-- Start of Record excerpts --
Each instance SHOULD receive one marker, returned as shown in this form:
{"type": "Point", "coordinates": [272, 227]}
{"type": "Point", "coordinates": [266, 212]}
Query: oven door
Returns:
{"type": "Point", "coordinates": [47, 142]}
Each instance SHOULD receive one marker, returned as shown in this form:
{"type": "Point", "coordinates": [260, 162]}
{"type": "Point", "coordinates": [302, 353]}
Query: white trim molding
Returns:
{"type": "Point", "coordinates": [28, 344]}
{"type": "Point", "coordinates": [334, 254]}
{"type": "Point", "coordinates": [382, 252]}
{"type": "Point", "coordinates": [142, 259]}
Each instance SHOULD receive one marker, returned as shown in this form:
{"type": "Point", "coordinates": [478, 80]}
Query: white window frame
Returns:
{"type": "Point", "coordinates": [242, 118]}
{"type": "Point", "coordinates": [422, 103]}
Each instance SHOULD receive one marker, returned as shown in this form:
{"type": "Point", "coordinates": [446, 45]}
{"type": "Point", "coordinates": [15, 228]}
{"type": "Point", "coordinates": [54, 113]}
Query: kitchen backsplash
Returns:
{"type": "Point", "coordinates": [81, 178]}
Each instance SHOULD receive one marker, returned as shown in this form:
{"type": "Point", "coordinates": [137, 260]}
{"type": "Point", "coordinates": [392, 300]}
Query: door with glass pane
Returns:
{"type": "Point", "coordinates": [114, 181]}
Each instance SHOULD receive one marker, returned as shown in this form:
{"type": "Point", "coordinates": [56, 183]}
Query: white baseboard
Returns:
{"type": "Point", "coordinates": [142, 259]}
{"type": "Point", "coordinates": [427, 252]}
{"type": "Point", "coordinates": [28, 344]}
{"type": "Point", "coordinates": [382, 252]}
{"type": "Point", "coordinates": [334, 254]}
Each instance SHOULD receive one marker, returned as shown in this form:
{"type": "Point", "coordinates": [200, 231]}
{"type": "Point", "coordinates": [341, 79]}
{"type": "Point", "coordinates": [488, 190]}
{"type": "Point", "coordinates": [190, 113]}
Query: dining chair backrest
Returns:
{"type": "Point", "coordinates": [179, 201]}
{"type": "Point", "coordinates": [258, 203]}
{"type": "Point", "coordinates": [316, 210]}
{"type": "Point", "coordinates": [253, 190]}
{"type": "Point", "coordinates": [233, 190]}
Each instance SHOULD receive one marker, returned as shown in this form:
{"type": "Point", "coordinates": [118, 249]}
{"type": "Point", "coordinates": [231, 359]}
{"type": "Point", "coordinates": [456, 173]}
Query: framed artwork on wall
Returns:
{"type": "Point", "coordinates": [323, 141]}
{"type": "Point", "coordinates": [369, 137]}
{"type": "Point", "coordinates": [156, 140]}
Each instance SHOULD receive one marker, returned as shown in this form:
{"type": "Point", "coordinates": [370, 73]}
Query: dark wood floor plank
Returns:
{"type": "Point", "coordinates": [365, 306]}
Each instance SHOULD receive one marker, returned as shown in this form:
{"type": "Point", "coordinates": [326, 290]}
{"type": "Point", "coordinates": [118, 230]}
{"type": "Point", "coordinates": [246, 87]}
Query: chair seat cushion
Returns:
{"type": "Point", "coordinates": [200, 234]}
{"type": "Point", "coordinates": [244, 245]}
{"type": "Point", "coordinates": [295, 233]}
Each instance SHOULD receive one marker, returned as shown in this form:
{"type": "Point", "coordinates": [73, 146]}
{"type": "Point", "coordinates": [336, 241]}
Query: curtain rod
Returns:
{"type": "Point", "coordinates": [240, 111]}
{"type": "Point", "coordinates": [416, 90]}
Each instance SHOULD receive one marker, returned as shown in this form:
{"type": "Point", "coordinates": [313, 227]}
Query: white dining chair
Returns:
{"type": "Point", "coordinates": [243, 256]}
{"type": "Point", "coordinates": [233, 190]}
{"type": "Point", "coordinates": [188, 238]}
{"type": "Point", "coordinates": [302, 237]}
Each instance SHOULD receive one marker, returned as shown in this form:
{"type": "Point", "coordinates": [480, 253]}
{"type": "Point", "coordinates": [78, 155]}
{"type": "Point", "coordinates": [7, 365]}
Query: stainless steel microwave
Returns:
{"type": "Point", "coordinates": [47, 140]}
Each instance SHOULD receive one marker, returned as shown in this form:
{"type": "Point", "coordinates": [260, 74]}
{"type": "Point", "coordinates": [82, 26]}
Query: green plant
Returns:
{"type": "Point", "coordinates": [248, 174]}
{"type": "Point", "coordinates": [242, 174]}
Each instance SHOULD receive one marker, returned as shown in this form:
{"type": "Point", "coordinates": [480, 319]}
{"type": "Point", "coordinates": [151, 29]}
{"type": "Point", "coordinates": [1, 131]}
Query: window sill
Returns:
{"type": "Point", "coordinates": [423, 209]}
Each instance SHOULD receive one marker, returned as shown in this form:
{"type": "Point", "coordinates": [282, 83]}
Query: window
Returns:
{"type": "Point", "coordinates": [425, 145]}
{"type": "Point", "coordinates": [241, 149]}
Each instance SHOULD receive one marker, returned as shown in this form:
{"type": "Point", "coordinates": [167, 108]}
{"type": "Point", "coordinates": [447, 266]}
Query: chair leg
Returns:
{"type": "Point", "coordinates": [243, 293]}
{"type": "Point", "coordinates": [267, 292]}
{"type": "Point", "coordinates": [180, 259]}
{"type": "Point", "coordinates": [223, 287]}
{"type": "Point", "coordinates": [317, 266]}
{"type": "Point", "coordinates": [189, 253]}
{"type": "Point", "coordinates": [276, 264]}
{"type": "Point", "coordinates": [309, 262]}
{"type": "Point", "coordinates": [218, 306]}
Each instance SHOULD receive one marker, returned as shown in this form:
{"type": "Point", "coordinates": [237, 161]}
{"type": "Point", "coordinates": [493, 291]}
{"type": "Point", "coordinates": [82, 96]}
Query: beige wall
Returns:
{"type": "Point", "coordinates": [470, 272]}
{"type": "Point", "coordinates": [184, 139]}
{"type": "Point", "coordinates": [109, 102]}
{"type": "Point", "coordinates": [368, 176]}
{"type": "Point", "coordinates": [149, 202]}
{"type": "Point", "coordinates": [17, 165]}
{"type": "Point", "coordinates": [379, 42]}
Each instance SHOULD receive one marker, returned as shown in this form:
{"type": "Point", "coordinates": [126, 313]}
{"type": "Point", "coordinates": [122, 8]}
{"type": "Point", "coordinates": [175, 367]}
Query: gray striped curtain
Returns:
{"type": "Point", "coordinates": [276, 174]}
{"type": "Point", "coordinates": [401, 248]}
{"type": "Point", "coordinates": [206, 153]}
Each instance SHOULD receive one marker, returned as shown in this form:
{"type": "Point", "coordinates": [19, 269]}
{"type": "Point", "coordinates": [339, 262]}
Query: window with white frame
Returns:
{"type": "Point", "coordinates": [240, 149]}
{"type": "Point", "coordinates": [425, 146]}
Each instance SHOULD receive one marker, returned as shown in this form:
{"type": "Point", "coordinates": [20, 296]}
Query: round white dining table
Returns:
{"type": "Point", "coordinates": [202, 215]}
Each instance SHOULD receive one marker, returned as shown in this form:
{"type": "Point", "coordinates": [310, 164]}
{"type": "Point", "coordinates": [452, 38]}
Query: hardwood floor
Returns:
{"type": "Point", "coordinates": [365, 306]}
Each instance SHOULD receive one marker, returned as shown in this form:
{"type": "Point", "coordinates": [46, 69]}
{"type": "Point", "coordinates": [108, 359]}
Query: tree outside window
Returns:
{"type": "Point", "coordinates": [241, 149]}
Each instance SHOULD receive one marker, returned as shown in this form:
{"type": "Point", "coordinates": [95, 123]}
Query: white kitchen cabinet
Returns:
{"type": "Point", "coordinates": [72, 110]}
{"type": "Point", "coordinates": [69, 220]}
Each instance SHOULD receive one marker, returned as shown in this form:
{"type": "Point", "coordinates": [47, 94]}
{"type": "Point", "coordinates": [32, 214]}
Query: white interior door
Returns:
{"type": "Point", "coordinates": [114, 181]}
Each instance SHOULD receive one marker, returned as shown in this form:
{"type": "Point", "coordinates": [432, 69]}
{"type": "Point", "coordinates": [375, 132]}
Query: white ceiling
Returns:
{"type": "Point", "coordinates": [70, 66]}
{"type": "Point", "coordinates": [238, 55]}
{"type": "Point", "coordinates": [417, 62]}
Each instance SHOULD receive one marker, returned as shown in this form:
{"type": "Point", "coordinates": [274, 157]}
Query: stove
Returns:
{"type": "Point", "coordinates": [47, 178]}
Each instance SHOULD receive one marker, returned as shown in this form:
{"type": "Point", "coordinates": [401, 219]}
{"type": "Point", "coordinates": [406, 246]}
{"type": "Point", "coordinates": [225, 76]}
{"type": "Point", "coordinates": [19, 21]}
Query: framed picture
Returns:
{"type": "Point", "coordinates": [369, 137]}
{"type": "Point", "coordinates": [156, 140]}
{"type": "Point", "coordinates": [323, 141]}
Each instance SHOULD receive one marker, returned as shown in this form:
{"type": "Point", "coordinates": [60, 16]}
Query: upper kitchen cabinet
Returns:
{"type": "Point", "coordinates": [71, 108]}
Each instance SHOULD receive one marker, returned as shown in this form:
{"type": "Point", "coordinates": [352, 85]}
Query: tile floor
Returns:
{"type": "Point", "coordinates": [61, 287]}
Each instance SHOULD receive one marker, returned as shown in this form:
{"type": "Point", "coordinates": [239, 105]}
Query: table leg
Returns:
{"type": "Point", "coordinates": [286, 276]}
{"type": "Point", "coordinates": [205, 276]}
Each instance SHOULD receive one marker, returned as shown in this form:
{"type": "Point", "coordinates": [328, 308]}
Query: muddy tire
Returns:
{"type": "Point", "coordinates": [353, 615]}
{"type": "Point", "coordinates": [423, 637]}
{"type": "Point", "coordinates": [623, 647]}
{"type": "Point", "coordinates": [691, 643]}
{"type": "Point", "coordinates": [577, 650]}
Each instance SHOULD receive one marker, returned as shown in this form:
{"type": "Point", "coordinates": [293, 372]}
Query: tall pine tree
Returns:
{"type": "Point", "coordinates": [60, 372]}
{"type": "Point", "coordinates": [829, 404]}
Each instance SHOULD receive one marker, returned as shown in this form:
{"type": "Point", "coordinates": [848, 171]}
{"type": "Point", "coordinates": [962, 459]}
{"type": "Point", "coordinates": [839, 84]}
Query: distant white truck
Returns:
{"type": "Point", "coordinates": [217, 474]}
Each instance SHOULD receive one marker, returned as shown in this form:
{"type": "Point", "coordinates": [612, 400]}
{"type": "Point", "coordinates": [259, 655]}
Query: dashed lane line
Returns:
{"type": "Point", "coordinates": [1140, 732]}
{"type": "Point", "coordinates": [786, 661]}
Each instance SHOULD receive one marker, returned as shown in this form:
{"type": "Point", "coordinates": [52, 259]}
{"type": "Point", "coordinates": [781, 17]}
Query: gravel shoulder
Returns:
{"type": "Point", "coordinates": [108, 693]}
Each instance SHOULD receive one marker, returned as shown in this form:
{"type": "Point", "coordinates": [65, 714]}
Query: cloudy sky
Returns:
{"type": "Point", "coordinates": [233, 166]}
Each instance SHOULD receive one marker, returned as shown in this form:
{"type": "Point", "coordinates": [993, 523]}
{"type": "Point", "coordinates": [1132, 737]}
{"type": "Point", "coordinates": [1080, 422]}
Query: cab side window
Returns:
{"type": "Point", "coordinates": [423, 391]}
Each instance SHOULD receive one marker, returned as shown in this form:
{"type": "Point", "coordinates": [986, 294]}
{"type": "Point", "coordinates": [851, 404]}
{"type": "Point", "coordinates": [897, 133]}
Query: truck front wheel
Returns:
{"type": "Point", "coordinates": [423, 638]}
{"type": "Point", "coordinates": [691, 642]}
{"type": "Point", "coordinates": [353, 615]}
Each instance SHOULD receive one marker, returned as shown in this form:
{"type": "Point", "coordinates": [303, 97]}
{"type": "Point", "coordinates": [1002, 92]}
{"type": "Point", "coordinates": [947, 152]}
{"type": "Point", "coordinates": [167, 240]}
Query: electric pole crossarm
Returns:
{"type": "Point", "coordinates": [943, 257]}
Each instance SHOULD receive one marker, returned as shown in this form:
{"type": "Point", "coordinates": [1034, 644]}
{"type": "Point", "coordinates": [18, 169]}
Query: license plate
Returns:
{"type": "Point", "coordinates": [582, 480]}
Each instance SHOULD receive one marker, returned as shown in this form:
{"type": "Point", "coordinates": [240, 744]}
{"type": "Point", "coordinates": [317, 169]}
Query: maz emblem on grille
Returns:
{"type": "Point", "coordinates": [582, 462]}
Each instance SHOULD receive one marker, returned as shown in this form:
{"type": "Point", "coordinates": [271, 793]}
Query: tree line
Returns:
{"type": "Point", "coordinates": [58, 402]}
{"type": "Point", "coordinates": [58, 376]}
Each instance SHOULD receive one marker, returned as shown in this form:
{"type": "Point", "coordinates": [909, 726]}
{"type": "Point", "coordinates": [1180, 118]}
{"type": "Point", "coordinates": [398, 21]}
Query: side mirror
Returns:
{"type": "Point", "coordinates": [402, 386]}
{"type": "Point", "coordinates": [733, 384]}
-- End of Record excerpts --
What is expected
Please pull out each line of the records that contains the word "table" and list those lines.

Correct result
Query: round white dining table
Query: table leg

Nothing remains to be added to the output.